-- begin EXTRACT TO READ --

MCE handler gets NIP wrong on MPC8378

Thu Feb 20 06:46:10 AEDT 2020

On 02/19/2020 at 10:11 AM Radu Rendec <radu.rendec at gmail.com> wrote:
> On 02/18/2020 at 1:08 PM Christophe Leroy <christophe.leroy at c-s.fr> wrote:
> > Le 18/02/2020 à 18:07, Radu Rendec a écrit :
> > > The saved NIP seems to be broken inside machine_check_exception() on
> > > MPC8378, running Linux 4.9.191. The value is 0x900 most of the times,
> > > but I have seen other weird values.
> > >
> > > I've been able to track down the entry code to head_32.S (vector 0x200),
> > > but I'm not sure where/how the NIP value (where the exception occurred)
> > > is captured.
> >
> > NIP value is supposed to come from SRR0, loaded in r12 in PROLOG_2 and
> > saved into _NIP(r11) in transfer_to_handler in entry_32.S
> >
> > Can something clobber r12 at some point ?
> >
>
> I did something even simpler: I added the following
>
>       lis r12,0x1234
>
> ... right after
>
>       mfspr r12,SPRN_SRR0
>
> ... and now the NIP value I see in the crash dump is 0x12340000. This
> means r12 is not clobbered and most likely the NIP value I normally see
> is the actual SRR0 value.

-- end EXTRACT TO READ --

■ **PROBLEMS AND TASKS**:
(A) Summarize the MPC8378 NIP thread in two sentences.
(B) Rewrite the MPC8378 NIP thread from "Thu Feb 20 06:46:10" up to and including "the exception occurred)", swapping "Linux 4.9.191" for "Linux 4.14".
(C) Carry on the MPC8378 NIP thread from the point where it stops.
The material after this comes from a separate source.

-- begin SOURCE EXCERPT --

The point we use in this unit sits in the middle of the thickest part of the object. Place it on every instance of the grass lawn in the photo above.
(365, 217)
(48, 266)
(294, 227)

-- end SOURCE EXCERPT --

■ **ANSWERS FOR THE TASKS**:
(A) Radu Rendec reports that on an MPC8378 running Linux 4.9.191, the saved NIP inside machine_check_exception() is usually 0x900 or some other odd value, and Christophe Leroy replies that NIP should come from SRR0, which is loaded in r12 in PROLOG_2 and saved into _NIP(r11) in transfer_to_handler, and asks whether something clobbers r12. After adding "lis r12,0x1234" right after "mfspr r12,SPRN_SRR0", Rendec sees 0x12340000 in the crash dump, so r12 is not clobbered and the NIP he normally sees is most likely the actual SRR0 value.

(B)
Thu Feb 20 06:46:10 AEDT 2020

On 02/19/2020 at 10:11 AM Radu Rendec <radu.rendec at gmail.com> wrote:
> On 02/18/2020 at 1:08 PM Christophe Leroy <christophe.leroy at c-s.fr> wrote:
> > Le 18/02/2020 à 18:07, Radu Rendec a écrit :
> > > The saved NIP seems to be broken inside machine_check_exception() on
> > > MPC8378, running Linux 4.14. The value is 0x900 most of the times,
> > > but I have seen other weird values.
> > >
> > > I've been able to track down the entry code to head_32.S (vector 0x200),
> > > but I'm not sure where/how the NIP value (where the exception occurred)

(C)
I apologize for the noise. I just found out accidentally that the saved
NIP value is correct if interrupts are disabled at the time when the
faulty access that triggers the MCE occurs. This seems to happen
consistently.

By "interrupts are disabled" I mean local_irq_save/local_irq_restore, so
it's basically enough to wrap ioread32 to get the NIP value right.

Does this make any sense? Maybe it's not a silicon bug after all, or
maybe it is and I just found a workaround. Could this happen on other
PowerPC CPUs as well?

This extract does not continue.